▸ INFORMATION SUPPLIED
___

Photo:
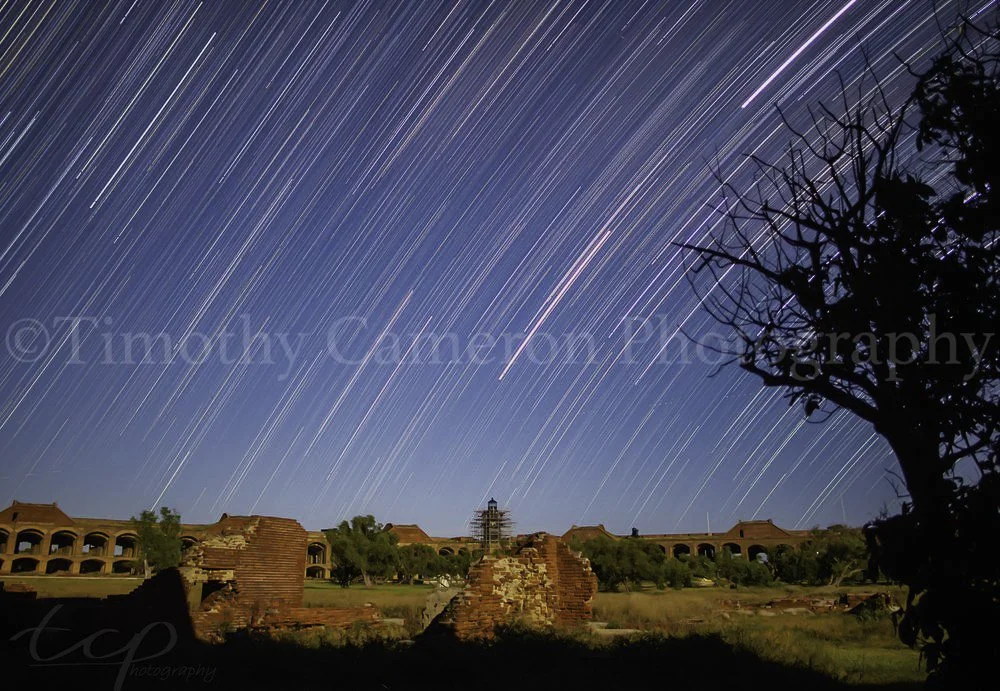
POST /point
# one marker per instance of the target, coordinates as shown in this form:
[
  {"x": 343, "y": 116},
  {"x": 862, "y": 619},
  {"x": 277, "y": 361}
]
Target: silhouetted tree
[
  {"x": 864, "y": 275},
  {"x": 159, "y": 539}
]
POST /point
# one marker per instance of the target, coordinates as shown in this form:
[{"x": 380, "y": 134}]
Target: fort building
[{"x": 41, "y": 539}]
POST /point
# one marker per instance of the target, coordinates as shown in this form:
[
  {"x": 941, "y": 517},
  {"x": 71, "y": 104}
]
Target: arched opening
[
  {"x": 126, "y": 546},
  {"x": 317, "y": 553},
  {"x": 62, "y": 543},
  {"x": 124, "y": 566},
  {"x": 187, "y": 542},
  {"x": 92, "y": 566},
  {"x": 24, "y": 565},
  {"x": 95, "y": 545},
  {"x": 28, "y": 542},
  {"x": 732, "y": 548},
  {"x": 58, "y": 566}
]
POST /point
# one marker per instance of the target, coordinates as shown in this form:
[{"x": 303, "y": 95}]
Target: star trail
[{"x": 314, "y": 259}]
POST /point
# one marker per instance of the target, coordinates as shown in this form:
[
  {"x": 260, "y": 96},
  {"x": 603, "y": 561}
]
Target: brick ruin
[
  {"x": 248, "y": 572},
  {"x": 542, "y": 584}
]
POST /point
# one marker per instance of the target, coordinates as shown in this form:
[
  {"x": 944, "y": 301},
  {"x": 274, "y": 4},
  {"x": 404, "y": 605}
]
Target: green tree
[
  {"x": 159, "y": 539},
  {"x": 742, "y": 571},
  {"x": 625, "y": 562},
  {"x": 360, "y": 548},
  {"x": 419, "y": 560}
]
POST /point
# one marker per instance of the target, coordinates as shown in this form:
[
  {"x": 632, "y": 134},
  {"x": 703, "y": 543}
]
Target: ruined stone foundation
[{"x": 542, "y": 584}]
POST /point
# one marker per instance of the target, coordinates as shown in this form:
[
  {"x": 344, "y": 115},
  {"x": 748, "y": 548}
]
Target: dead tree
[{"x": 862, "y": 273}]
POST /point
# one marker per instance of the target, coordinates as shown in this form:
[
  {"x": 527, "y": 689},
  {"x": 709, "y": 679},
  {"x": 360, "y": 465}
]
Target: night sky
[{"x": 319, "y": 259}]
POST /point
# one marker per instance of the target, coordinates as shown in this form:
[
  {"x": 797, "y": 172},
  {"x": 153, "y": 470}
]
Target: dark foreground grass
[
  {"x": 516, "y": 660},
  {"x": 689, "y": 644}
]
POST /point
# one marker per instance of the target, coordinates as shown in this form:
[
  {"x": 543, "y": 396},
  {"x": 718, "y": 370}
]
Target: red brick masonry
[{"x": 543, "y": 584}]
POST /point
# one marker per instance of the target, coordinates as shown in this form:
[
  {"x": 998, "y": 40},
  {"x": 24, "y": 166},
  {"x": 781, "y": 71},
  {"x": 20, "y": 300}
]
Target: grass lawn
[
  {"x": 77, "y": 586},
  {"x": 837, "y": 646},
  {"x": 840, "y": 646}
]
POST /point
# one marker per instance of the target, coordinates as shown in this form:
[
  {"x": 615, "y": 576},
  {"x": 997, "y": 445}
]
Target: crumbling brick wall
[
  {"x": 543, "y": 584},
  {"x": 247, "y": 569}
]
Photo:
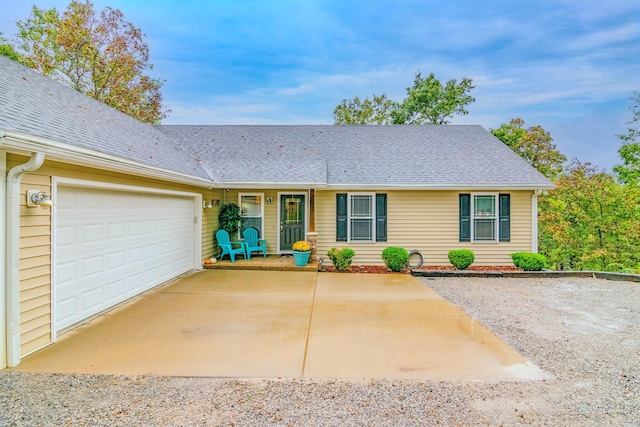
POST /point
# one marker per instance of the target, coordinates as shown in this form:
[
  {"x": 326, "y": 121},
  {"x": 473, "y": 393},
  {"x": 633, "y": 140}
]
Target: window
[
  {"x": 485, "y": 217},
  {"x": 361, "y": 217},
  {"x": 484, "y": 222},
  {"x": 252, "y": 212}
]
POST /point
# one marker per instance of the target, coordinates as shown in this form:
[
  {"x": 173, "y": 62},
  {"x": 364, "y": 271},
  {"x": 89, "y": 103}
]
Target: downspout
[
  {"x": 3, "y": 226},
  {"x": 534, "y": 221},
  {"x": 13, "y": 255}
]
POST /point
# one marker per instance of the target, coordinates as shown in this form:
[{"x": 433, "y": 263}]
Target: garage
[{"x": 113, "y": 244}]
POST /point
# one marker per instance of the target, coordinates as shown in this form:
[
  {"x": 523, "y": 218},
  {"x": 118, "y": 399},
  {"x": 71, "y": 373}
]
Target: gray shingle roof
[
  {"x": 340, "y": 156},
  {"x": 393, "y": 156},
  {"x": 32, "y": 103}
]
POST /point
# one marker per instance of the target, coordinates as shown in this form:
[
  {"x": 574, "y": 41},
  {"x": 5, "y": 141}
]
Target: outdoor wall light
[
  {"x": 211, "y": 203},
  {"x": 38, "y": 198}
]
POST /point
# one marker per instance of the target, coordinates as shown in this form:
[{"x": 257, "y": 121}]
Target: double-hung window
[
  {"x": 484, "y": 222},
  {"x": 252, "y": 212},
  {"x": 485, "y": 217},
  {"x": 361, "y": 217}
]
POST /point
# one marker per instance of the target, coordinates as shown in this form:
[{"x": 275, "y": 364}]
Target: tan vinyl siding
[
  {"x": 35, "y": 239},
  {"x": 35, "y": 266},
  {"x": 210, "y": 222},
  {"x": 426, "y": 221}
]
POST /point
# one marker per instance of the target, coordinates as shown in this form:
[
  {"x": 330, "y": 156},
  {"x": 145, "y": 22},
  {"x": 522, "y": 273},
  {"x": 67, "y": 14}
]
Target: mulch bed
[{"x": 381, "y": 269}]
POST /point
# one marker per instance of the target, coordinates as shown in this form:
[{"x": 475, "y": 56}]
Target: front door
[{"x": 292, "y": 226}]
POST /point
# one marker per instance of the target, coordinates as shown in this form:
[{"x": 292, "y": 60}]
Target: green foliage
[
  {"x": 367, "y": 112},
  {"x": 461, "y": 258},
  {"x": 99, "y": 54},
  {"x": 590, "y": 222},
  {"x": 534, "y": 144},
  {"x": 529, "y": 261},
  {"x": 395, "y": 258},
  {"x": 629, "y": 171},
  {"x": 342, "y": 258},
  {"x": 429, "y": 102},
  {"x": 229, "y": 218},
  {"x": 8, "y": 51}
]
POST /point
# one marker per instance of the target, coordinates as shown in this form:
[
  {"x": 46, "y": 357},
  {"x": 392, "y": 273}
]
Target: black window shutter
[
  {"x": 505, "y": 217},
  {"x": 465, "y": 217},
  {"x": 381, "y": 217},
  {"x": 341, "y": 217}
]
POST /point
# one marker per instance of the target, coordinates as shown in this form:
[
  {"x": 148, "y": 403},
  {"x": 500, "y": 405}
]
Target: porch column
[
  {"x": 312, "y": 210},
  {"x": 312, "y": 236}
]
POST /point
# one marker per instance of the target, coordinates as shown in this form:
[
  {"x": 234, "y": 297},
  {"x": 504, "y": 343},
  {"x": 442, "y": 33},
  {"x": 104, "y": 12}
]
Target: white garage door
[{"x": 113, "y": 245}]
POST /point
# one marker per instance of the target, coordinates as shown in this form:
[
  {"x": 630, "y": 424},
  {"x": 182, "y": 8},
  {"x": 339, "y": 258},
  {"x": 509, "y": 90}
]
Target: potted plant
[{"x": 301, "y": 253}]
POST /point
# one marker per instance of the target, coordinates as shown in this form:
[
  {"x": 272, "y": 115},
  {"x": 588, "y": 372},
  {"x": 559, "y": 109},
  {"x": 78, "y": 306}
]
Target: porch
[{"x": 258, "y": 262}]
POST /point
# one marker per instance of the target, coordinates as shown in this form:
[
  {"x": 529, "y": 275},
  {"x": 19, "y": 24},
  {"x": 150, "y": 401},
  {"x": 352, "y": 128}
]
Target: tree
[
  {"x": 589, "y": 222},
  {"x": 629, "y": 171},
  {"x": 534, "y": 144},
  {"x": 374, "y": 111},
  {"x": 7, "y": 50},
  {"x": 429, "y": 102},
  {"x": 101, "y": 55}
]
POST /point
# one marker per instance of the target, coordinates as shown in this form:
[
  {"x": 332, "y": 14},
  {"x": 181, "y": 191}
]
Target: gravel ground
[{"x": 583, "y": 331}]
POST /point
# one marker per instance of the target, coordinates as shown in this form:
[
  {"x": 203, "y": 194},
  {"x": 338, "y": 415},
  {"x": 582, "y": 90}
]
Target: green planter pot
[{"x": 301, "y": 258}]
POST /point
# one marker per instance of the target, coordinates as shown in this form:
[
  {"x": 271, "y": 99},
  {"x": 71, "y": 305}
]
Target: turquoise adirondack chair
[
  {"x": 227, "y": 245},
  {"x": 252, "y": 243}
]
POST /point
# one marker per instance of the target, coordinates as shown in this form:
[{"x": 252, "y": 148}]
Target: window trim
[
  {"x": 261, "y": 231},
  {"x": 496, "y": 217},
  {"x": 373, "y": 217}
]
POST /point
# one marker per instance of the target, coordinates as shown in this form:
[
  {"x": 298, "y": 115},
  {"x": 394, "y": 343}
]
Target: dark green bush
[
  {"x": 529, "y": 261},
  {"x": 395, "y": 258},
  {"x": 461, "y": 258},
  {"x": 229, "y": 218},
  {"x": 342, "y": 258}
]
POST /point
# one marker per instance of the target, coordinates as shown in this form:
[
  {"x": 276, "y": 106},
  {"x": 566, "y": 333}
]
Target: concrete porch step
[{"x": 271, "y": 262}]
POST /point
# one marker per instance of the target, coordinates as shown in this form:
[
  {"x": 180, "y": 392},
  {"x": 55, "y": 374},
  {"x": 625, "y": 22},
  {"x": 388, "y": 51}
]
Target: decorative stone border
[{"x": 527, "y": 274}]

___

▸ WHAT IS EXPECTED
Output exactly the lines from the one containing "Target: concrete porch step" through the last line of the records, both included. Output nothing else.

▸ REPLY TO THE EXERCISE
Target: concrete porch step
[{"x": 271, "y": 262}]
POST /point
# one marker per instance of the target, coordinates as shown in this form:
[
  {"x": 180, "y": 392},
  {"x": 55, "y": 374},
  {"x": 625, "y": 22},
  {"x": 388, "y": 51}
]
Target: decorative stone border
[{"x": 527, "y": 274}]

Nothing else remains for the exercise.